▶ THE TASK
Give the records again in full, exactly as they are.

DATASET RECORDS Start Marker

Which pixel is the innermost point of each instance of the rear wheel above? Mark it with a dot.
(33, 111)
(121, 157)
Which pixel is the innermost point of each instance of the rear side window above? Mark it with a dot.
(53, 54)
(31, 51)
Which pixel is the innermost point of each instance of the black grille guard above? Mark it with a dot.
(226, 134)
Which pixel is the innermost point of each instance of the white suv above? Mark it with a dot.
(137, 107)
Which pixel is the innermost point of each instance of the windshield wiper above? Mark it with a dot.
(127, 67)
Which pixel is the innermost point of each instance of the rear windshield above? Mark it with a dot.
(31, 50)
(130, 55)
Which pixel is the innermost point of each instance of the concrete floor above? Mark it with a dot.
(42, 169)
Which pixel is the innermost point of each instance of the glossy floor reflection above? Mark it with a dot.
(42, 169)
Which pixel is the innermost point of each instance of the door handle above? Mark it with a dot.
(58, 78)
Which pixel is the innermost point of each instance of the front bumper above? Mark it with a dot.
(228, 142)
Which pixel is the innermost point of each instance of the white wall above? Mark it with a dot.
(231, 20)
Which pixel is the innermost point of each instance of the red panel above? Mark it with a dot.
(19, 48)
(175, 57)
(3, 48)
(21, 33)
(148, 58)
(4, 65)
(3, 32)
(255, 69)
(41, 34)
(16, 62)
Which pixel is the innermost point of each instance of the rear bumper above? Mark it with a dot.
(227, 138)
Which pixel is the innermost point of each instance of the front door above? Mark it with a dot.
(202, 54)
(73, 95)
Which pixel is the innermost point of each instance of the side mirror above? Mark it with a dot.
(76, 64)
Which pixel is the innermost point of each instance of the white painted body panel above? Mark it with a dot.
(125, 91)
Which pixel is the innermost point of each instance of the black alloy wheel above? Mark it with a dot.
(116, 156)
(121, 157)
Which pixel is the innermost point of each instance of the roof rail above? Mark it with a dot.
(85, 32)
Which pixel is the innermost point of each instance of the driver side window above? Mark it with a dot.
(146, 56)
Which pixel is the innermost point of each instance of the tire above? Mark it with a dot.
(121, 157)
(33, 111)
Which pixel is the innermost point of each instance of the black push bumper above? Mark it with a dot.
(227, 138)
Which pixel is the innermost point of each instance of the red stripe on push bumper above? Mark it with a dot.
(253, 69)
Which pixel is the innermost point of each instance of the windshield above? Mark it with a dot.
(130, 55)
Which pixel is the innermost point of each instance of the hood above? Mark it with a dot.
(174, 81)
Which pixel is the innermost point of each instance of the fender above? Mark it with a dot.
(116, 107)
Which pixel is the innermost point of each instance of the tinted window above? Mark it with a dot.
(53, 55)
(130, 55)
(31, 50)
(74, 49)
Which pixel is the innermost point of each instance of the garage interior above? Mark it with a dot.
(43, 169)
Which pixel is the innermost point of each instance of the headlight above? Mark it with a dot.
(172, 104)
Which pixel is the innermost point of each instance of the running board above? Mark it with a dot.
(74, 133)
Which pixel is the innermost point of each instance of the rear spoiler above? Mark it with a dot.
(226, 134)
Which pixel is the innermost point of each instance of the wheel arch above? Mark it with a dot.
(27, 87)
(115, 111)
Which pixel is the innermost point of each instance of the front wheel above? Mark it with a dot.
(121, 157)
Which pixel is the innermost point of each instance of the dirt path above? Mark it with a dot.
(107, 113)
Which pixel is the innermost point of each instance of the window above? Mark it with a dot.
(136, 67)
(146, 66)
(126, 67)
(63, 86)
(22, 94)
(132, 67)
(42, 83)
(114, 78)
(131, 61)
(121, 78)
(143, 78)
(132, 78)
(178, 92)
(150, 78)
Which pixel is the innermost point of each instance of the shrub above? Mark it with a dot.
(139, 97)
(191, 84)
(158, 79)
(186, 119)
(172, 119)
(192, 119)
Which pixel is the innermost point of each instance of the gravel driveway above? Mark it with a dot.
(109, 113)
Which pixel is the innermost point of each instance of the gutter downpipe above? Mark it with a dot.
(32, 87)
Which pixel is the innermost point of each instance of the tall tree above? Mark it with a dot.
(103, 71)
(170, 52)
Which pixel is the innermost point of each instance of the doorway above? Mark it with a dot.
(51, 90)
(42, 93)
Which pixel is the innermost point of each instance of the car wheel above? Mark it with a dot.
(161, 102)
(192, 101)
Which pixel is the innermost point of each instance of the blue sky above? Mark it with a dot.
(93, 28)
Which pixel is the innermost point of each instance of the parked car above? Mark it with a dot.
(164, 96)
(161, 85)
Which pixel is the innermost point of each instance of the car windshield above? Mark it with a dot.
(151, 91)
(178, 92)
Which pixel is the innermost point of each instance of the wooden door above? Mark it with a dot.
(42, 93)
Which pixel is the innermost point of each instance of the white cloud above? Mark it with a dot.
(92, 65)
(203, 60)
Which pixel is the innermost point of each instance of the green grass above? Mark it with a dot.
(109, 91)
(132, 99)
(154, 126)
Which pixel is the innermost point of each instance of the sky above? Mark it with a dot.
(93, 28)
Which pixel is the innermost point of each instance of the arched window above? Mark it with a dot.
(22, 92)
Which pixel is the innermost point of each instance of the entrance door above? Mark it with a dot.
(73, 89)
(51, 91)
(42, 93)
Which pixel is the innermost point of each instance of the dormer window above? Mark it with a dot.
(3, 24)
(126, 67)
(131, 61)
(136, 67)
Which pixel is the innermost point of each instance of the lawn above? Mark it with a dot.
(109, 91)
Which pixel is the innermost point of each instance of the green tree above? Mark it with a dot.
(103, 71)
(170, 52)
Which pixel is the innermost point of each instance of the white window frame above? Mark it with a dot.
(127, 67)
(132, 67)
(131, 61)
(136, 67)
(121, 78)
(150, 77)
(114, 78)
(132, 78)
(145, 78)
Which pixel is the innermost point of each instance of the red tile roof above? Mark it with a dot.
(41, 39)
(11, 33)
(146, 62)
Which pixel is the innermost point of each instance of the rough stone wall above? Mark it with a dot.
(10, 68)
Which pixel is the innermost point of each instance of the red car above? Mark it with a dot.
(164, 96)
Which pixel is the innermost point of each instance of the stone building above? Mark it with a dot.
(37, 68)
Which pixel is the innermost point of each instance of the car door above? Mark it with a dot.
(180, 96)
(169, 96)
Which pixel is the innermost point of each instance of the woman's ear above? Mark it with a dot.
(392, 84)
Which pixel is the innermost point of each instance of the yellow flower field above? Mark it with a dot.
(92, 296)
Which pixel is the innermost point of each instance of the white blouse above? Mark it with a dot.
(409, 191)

DATASET RECORDS End Marker

▶ RESPONSE
Which pixel is the innermost point of each instance of the rear wheel above? Mark it with a dot.
(33, 111)
(121, 157)
Which pixel is the innermost point of each instance of the rear side window above? Mark it with a dot.
(53, 54)
(31, 51)
Which pixel is the innermost point of each instance of the black grille guard above? Mark it with a dot.
(226, 134)
Which pixel is the innermost point of each instance of the white suv above? Mark it with a dot.
(137, 107)
Which pixel is the innermost point of each instance of the windshield wiper above? Mark it with a dot.
(127, 67)
Which pixel is the innermost point of each instance of the rear windshield above? Mark it with a dot.
(31, 50)
(130, 55)
Which pixel is the innermost point of each instance of the concrete floor above? Mark it with a dot.
(42, 169)
Which pixel is the innermost point of each instance of the glossy floor reflection above? Mark it with a dot.
(42, 169)
Which pixel is the innermost point of each instance of the door handle above? Mark it with a dot.
(58, 78)
Which pixel is the innermost point of each instance of the front bumper above? Mark it with a dot.
(228, 142)
Which pixel is the innermost point of each instance of the white wall above? Mark it with a dot.
(231, 20)
Which pixel is the innermost point of each instance of the red panel above? Mark it with a dot.
(19, 48)
(175, 57)
(3, 48)
(21, 33)
(148, 58)
(4, 65)
(3, 32)
(255, 69)
(41, 34)
(16, 62)
Which pixel is the innermost point of each instance of the rear bumper above? Mark it with a dot.
(227, 138)
Which pixel is the innermost point of each instance of the front door above? Mark it with a dot.
(202, 54)
(73, 95)
Which pixel is the innermost point of each instance of the side mirror above? Mark it with a dot.
(76, 64)
Which pixel is the innermost point of each instance of the white painted body panel above? Mark it with a dot.
(125, 91)
Which pixel is the innermost point of each instance of the black alloy wheel above? Mark it with a dot.
(116, 156)
(121, 157)
Which pixel is the innermost point of each instance of the roof rail above? Mark it with a dot.
(85, 32)
Which pixel is the innermost point of each instance of the driver side window above? Mark it with a dot.
(146, 56)
Which pixel is the innermost point of each instance of the tire above? Mark it with a dot.
(121, 157)
(33, 111)
Which pixel is the innermost point of each instance of the black push bumper above? Mark it with a dot.
(227, 138)
Which pixel is the innermost point of each instance of the red stripe on push bumper above? Mark it with a dot.
(253, 69)
Which pixel is the innermost point of each instance of the windshield above? Mark it with a dot.
(130, 55)
Which pixel is the innermost point of each instance of the hood above? Mark it with a dot.
(174, 81)
Which pixel is the innermost point of each instance of the fender above? Mark it with a dot.
(116, 107)
Which pixel is the innermost point of each instance of the tinted window above? Mark it with a dot.
(53, 55)
(130, 55)
(31, 50)
(74, 49)
Which pixel is the innermost point of each instance of the garage interior above? Mark it with a dot.
(43, 169)
Which pixel is the innermost point of each instance of the headlight above? Mark it with a dot.
(172, 104)
Which pixel is the innermost point of each instance of the running board above? Mark it with a dot.
(74, 133)
Which pixel is the innermost point of each instance of the rear spoiler above? Mark it with a dot.
(226, 134)
Which pixel is the innermost point of each instance of the wheel arch above? Mark it with a dot.
(27, 87)
(115, 111)
Which pixel is the innermost point of each instance of the front wheel above? Mark it with a dot.
(121, 157)
Which pixel is the innermost point of each instance of the dirt path above? Mark it with a dot.
(107, 113)
Which pixel is the innermost point of each instance of the window above? Mark it with a dot.
(136, 67)
(146, 66)
(126, 67)
(63, 86)
(22, 94)
(132, 67)
(42, 83)
(114, 78)
(131, 61)
(121, 78)
(143, 78)
(132, 78)
(178, 92)
(150, 78)
Which pixel is the innermost point of each instance of the shrub above? Mark it with a dot.
(139, 97)
(191, 84)
(158, 79)
(186, 119)
(172, 119)
(192, 119)
Which pixel is the innermost point of each instance of the gravel driveway above? Mark it with a dot.
(109, 113)
Which pixel is the innermost point of each instance of the gutter downpipe above? Mark it with a dot.
(32, 87)
Which pixel is the innermost point of each instance of the tall tree above? Mark it with a dot.
(103, 71)
(170, 52)
Which pixel is the innermost point of each instance of the doorway above? Mark it with a dot.
(51, 90)
(42, 93)
Which pixel is the innermost point of each instance of the car wheel above? Mark it with a dot.
(161, 102)
(192, 101)
Which pixel is the innermost point of each instance of the blue sky above? Mark it with a dot.
(93, 28)
Which pixel is the innermost point of each instance of the parked car above? Mark it with a dot.
(164, 96)
(161, 85)
Which pixel is the innermost point of each instance of the car windshield above? Mark it with a dot.
(151, 91)
(178, 92)
Which pixel is the innermost point of each instance of the wooden door above? Mark it with a dot.
(42, 93)
Which pixel is the innermost point of each instance of the white cloud above? Mark it with a dot.
(92, 65)
(203, 60)
Which pixel is the innermost point of each instance of the green grass above? Mark it with a dot.
(109, 91)
(132, 99)
(154, 126)
Which pixel is the innermost point of each instance of the sky above? Mark it with a dot.
(93, 28)
Which pixel is the innermost point of each instance of the arched window above? Mark it with a dot.
(22, 92)
Which pixel is the innermost point of each instance of the entrance door above? Mark it with a dot.
(73, 89)
(51, 91)
(42, 93)
Which pixel is the innermost point of each instance of the dormer window above? Mark it with a dot.
(3, 24)
(126, 67)
(131, 61)
(136, 67)
Which pixel is the innermost point of each instance of the lawn above? Mark it with a dot.
(109, 91)
Which pixel is the innermost point of each instance of the green tree above? Mark it with a dot.
(103, 71)
(170, 52)
Which pixel is the innermost point of each instance of the white window frame above? Mark it with a dot.
(127, 67)
(132, 67)
(131, 61)
(136, 67)
(121, 78)
(150, 77)
(114, 78)
(132, 78)
(145, 78)
Which pixel is the innermost point of each instance of the red tile roof above? Mark it with a dot.
(41, 39)
(11, 33)
(146, 62)
Which pixel is the innermost point of each instance of the rough stone wall above? Mark it with a dot.
(10, 68)
Which pixel is the innermost point of each instance of the red car above? Mark it with a dot.
(164, 96)
Which pixel is the innermost point of each instance of the stone building above? Mark it with a dot.
(37, 68)
Which pixel is the innermost point of each instance of the car door above? Mark it with a dot.
(180, 96)
(169, 96)
Which pixel is the innermost point of each instance of the woman's ear above? Mark it with a dot.
(392, 84)
Which pixel is the innermost point of each instance of the yellow flower field above? Mark it with a dot.
(92, 296)
Which pixel is the innermost point of each instance of the white blouse above? Mark it with a dot.
(409, 191)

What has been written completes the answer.